= Material provided =
▬▬▬
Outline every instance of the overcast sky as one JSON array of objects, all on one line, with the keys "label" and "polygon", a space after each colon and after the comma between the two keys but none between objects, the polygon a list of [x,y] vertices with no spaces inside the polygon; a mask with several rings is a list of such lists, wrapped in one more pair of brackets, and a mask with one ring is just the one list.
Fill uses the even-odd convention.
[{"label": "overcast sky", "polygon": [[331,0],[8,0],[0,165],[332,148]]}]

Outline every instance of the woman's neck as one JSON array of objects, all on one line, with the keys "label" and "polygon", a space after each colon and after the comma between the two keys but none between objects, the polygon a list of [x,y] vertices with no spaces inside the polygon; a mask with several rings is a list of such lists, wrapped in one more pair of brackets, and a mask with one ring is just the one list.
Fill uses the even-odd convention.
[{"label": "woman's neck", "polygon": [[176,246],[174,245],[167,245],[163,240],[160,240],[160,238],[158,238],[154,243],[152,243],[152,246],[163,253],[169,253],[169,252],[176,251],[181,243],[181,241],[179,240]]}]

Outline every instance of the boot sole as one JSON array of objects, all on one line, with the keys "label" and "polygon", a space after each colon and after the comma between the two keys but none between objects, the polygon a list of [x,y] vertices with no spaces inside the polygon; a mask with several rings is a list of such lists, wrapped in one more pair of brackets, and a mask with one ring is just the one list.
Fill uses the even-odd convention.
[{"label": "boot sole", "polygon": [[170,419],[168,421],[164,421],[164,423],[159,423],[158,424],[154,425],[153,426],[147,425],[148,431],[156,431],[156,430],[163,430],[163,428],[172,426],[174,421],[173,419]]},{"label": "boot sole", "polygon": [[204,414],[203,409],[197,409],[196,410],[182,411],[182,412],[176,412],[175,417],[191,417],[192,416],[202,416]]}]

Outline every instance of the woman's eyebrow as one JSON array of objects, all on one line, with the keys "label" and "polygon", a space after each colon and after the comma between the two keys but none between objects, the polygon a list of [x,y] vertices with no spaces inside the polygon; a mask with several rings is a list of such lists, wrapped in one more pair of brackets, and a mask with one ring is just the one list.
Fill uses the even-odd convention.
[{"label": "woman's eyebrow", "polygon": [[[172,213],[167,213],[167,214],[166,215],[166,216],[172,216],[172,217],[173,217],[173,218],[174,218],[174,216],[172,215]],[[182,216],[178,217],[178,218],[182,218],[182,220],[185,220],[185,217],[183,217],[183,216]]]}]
▬▬▬
= Given task =
Rewrite the records above with "Outline" changed to "Trace" everywhere it appears, leaving everything else unchanged.

= Completed exercise =
Trace every instance of the overcast sky as one JSON array of objects, all on one line, with the keys "label" and "polygon", a space after each colon and after the comma between the two keys but none between objects, the polygon a list of [x,y] vertices with no spaces inside the polygon; a mask with several rings is a list of such lists, wrapped in one more pair of brackets, and a mask with one ring is just the one list.
Fill uses the even-odd convention.
[{"label": "overcast sky", "polygon": [[331,0],[8,0],[0,165],[332,148]]}]

Trace every instance of the woman's neck as one JSON array of objects, all on one line, with the keys "label" and "polygon", a space after each colon and after the comma between the two keys but none between objects, the polygon a list of [x,y] vertices with no spaces inside the polygon; a mask with several rings is a list of such lists, wrapped in one more pair of brackets, and a mask with one ring is just the one list.
Fill uses the even-odd convention.
[{"label": "woman's neck", "polygon": [[176,246],[174,245],[167,245],[163,240],[160,240],[160,238],[158,238],[154,243],[152,243],[152,246],[163,253],[169,253],[169,252],[176,251],[181,243],[181,241],[179,240]]}]

Trace every instance of the boot sole as one JSON array of objects, all on one line, with the keys "label" and "polygon", a space after each colon and after the comma between the two keys but none between objects, the polygon a list of [x,y] vertices with no spaces inside the polygon; a mask with several rings is a list of such lists, wrapped in one more pair of brackets, and a mask with one ring is just the one list.
Fill uses the even-odd convention.
[{"label": "boot sole", "polygon": [[170,419],[168,421],[164,421],[164,423],[159,423],[158,424],[154,425],[153,426],[147,425],[148,431],[156,431],[156,430],[163,430],[163,428],[172,426],[174,421],[173,419]]},{"label": "boot sole", "polygon": [[204,414],[203,409],[197,409],[196,410],[182,411],[182,412],[176,412],[175,417],[191,417],[192,416],[202,416]]}]

Trace every instance of the woman's eyebrow as one JSON array of objects, all on one line, with the keys "label" and "polygon", a space after each colon and after the comma between the two keys but none between objects, the polygon a list of [x,y] vertices with no spaces inside the polygon; a mask with several rings is a list of such lists, wrapped in one more pair of brackets, and a mask with one ring is just the one list.
Fill uses the even-odd convention.
[{"label": "woman's eyebrow", "polygon": [[[172,213],[167,213],[167,214],[166,215],[166,216],[172,216],[172,217],[173,217],[173,218],[174,218],[174,216],[172,215]],[[182,216],[178,217],[178,218],[182,218],[182,220],[185,220],[185,217],[183,217],[183,216]]]}]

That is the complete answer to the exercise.